* Provided text:
+ + + + +
# [Review] BuildMyLED.com LED Fixture



## veryzer (Oct 13, 2009)

Hey Ronald,

I'm curious about the color, and I know pictures aren't always accurate. Would you describe it as pinkish?

I have pc lighting with 6700k and the pink Catalina plant grow bulb. The pink bulb alone doesn't suit my tastes, but the mix is terrific...a full white light that makes reds pop. So where would you say this one stands?

Secondly, is your tank high tech, and, if so, does the strip put you in high light territory? I'm trying to light a 54 gallon corner tank (which sucks to light) and am wondering if a 24" up front and a 12" in back would give me high light and adequate coverage.

Again, though the pics didn't show up on this thread, the tank looks awesome.


----------



## acitydweller (Dec 28, 2011)

ron. seems like all the views and photos are of the same view and photo.


----------



## somewhatshocked (Aug 8, 2011)

Careful not to review the actual vendor but the product itself. 

Would love to hear more about PAR data and cost of the fixture. What about warranty? Any other specifics and technical data about the fixture?


----------



## 57770 (Nov 14, 2012)

acitydweller said:


> ron. seems like all the views and photos are of the same view and photo.


Whoops! Fixing now.


----------



## 57770 (Nov 14, 2012)

somewhatshocked said:


> Careful not to review the actual vendor but the product itself.
> 
> Would love to hear more about PAR data and cost of the fixture. What about warranty? Any other specifics and technical data about the fixture?


While I agree you should not review the company it should play an important part into the decision. The fixture itself is top notch and so is the company behind it.


----------



## 57770 (Nov 14, 2012)

veryzer said:


> I'm curious about the color, and I know pictures aren't always accurate. Would you describe it as pinkish?


It is slightly pink as you can see by one of the overview shots on the wall. That said when looking at the tank itself, it does not have a pinkish hue.
+ + + + +
* Material provided:
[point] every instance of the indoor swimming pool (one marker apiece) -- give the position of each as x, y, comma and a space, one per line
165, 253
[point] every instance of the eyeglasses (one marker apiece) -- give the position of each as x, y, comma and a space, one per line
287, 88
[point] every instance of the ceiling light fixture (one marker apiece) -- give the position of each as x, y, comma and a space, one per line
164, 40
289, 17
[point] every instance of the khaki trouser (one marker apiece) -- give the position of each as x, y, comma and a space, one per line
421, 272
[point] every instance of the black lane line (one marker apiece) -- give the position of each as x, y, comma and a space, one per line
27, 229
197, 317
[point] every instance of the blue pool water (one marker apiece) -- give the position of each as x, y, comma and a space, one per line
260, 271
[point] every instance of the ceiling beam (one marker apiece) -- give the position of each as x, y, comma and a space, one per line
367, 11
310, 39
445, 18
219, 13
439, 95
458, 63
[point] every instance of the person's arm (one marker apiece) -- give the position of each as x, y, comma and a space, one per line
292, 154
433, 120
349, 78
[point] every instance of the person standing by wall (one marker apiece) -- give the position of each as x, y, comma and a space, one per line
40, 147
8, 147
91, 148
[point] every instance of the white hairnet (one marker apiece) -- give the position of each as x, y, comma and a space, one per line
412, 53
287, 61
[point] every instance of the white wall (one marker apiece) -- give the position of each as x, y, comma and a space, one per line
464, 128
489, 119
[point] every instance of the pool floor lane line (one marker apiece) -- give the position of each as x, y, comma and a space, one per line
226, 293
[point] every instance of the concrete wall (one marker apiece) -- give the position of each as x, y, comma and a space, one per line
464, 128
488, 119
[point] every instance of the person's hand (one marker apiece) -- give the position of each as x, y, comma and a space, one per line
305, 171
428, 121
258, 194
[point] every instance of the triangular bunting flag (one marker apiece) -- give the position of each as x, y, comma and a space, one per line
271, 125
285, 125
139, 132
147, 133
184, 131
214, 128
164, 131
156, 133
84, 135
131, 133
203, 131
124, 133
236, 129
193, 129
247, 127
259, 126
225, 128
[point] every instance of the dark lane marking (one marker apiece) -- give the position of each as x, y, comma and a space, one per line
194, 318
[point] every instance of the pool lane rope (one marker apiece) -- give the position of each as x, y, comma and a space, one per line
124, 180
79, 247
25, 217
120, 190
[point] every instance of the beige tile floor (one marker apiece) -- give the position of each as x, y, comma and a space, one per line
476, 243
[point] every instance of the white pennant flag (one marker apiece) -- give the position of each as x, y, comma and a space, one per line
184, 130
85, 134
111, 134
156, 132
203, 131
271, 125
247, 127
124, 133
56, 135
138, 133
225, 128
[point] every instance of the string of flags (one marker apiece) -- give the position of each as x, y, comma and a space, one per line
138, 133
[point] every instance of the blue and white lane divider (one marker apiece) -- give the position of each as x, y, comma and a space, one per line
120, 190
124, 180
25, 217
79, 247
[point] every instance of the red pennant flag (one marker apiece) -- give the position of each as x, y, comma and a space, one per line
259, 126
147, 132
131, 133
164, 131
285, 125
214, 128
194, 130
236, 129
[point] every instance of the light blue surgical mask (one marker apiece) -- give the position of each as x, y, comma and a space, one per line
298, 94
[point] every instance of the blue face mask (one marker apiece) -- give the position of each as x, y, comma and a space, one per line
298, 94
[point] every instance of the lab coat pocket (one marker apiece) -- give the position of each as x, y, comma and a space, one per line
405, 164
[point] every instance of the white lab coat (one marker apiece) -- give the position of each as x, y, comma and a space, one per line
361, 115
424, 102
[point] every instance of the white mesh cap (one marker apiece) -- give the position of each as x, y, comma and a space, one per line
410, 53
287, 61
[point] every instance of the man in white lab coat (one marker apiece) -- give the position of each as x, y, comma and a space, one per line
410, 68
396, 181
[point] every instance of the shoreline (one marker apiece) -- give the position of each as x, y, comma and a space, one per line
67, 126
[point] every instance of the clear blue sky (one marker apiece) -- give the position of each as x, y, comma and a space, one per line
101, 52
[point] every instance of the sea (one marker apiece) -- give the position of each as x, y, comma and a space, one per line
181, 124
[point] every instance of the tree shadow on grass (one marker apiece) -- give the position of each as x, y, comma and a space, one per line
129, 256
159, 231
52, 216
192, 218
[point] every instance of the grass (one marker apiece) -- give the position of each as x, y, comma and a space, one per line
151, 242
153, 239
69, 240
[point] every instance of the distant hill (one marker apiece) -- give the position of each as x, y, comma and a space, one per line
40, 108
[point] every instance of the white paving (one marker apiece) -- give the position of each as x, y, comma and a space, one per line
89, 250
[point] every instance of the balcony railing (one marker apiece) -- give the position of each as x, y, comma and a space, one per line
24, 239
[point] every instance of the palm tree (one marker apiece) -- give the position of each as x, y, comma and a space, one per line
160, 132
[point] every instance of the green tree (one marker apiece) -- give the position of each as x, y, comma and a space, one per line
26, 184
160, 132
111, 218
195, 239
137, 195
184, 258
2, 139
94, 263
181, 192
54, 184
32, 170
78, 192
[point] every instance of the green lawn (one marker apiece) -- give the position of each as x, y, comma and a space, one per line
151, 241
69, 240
+ + + + +
* Set problem 1: In the LED fixture review thread, how large is the corner tank that veryzer wants to light?
* Set problem 2: Please carry the LED fixture review thread forward from its final post.

* Exercise result 1: 54 gallons.

* Exercise result 2:
veryzer said:


> I have pc lighting with 6700k and the pink Catalina plant grow bulb. The pink bulb alone doesn't suit my tastes, but the mix is terrific...a full white light that makes reds pop. So where would you say this one stands?


I would say this fixture is a good mixture. The key here is the red and the blue for photosynthesis but a majority of 5700k LEDs for a more neutral white look. I absolutely love it. I would say it falls within a similar color profile as your described fixture.



veryzer said:


> Secondly, is your tank high tech, and, if so, does the strip put you in high light territory? I'm trying to light a 54 gallon corner tank (which sucks to light) and am wondering if a 24" up front and a 12" in back would give me high light and adequate coverage.


*High Tech*

5lb Pressurized CO2
Apex Jr. Controller
Med-High Light
Auto Fert Dose

My tank is a 75G 48x18x21.

You might be able to get away with doing something like that. Give Nick a ring to see what he recommends. He might find that a 90 degree 24" and a 45 degree 12" will do the trick.

The high tech show tank on their site is 2x fixtures. One 90 and one 75 degree lens fixture.


----------



## driftwoodhunter (Jul 1, 2011)

Are LED fixtures suitable for low tech tanks with low light plants? (no Co2) I love the idea of adding shimmer to the tank. American made is a HUGE plus in my book.


----------



## 57770 (Nov 14, 2012)

driftwoodhunter said:


> Are LED fixtures suitable for low tech tanks with low light plants? (no Co2) I love the idea of adding shimmer to the tank. American made is a HUGE plus in my book.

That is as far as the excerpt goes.